[Stored records]
========================

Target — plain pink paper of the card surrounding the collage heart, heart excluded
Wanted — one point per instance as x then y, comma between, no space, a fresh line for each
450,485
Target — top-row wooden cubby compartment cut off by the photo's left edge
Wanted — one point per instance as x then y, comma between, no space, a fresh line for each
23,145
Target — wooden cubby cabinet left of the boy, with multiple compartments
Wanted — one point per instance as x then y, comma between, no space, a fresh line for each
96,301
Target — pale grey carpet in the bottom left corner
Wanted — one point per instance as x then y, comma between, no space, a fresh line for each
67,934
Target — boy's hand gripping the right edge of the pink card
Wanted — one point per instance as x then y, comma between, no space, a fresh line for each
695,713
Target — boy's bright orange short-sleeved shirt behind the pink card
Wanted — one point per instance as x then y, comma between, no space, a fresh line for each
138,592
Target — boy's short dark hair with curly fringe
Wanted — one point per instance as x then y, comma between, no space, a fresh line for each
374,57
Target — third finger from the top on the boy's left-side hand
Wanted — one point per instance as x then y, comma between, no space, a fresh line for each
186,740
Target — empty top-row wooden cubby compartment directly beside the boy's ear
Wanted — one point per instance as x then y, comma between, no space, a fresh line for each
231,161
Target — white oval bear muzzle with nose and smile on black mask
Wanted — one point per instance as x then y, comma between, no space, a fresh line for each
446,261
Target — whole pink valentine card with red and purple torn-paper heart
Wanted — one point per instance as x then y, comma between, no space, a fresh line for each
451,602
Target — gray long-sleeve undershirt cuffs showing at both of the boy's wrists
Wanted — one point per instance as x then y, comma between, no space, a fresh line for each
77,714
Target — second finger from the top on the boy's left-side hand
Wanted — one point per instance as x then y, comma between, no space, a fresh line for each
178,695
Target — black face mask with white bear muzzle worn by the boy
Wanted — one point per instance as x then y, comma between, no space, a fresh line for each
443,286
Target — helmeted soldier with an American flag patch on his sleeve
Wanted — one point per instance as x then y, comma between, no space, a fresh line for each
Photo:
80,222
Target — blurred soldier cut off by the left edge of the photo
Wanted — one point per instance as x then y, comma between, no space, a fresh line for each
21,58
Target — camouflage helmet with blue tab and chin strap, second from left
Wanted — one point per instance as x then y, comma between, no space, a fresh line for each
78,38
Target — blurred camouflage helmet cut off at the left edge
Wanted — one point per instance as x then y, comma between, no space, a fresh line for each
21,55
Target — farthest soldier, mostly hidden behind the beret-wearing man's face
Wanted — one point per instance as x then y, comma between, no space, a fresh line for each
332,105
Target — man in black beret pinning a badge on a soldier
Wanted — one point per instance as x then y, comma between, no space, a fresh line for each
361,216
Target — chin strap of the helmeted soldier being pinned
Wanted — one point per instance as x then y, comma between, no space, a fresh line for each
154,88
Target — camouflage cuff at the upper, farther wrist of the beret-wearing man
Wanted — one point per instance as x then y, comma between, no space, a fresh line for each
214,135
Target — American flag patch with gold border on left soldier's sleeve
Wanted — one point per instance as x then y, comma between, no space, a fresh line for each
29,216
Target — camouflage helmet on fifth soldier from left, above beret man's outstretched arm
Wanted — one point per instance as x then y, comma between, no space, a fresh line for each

========================

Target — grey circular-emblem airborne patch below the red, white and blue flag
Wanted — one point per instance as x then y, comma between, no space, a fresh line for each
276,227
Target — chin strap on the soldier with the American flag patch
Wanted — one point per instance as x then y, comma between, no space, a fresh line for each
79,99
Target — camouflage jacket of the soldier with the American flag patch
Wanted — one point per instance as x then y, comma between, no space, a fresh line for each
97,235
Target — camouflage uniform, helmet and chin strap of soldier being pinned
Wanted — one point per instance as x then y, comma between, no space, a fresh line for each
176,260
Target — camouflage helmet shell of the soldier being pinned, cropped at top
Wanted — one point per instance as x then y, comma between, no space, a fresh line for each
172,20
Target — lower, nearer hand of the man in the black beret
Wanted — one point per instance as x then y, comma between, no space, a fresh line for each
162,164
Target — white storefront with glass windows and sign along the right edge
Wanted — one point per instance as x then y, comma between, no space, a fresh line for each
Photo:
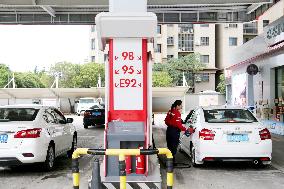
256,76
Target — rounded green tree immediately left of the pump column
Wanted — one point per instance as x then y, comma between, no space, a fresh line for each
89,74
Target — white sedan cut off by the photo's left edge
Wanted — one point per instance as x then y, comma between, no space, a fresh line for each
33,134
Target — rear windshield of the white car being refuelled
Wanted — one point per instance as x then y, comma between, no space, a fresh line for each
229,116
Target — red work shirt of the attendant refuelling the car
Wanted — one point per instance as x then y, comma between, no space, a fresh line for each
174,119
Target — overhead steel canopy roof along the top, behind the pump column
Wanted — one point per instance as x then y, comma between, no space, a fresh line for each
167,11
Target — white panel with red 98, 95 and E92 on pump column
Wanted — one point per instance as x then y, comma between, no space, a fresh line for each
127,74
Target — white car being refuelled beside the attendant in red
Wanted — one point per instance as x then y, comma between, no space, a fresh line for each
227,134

========================

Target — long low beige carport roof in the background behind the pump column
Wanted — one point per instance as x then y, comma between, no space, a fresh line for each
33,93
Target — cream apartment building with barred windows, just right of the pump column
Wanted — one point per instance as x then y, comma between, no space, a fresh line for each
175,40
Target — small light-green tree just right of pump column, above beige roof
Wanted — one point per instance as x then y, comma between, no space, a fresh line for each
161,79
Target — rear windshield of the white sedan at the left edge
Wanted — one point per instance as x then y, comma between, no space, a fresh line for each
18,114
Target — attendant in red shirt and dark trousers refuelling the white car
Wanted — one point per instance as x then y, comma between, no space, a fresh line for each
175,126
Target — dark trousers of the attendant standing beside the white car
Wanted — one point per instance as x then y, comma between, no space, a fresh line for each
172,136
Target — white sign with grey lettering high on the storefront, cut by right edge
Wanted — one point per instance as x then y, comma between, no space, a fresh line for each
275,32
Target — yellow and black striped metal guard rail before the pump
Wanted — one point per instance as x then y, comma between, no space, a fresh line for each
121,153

========================

- **REQUIRED ACTION**: The answer must be every line from the records above that contains the word "black", copied in full.

- **RESPONSE FOR THIS EXERCISE**:
Target — white oval bear muzzle with nose and smile on black mask
Target — black face mask with white bear muzzle worn by the boy
Target — man in black beret pinning a badge on a soldier
Target — lower, nearer hand of the man in the black beret
Target — yellow and black striped metal guard rail before the pump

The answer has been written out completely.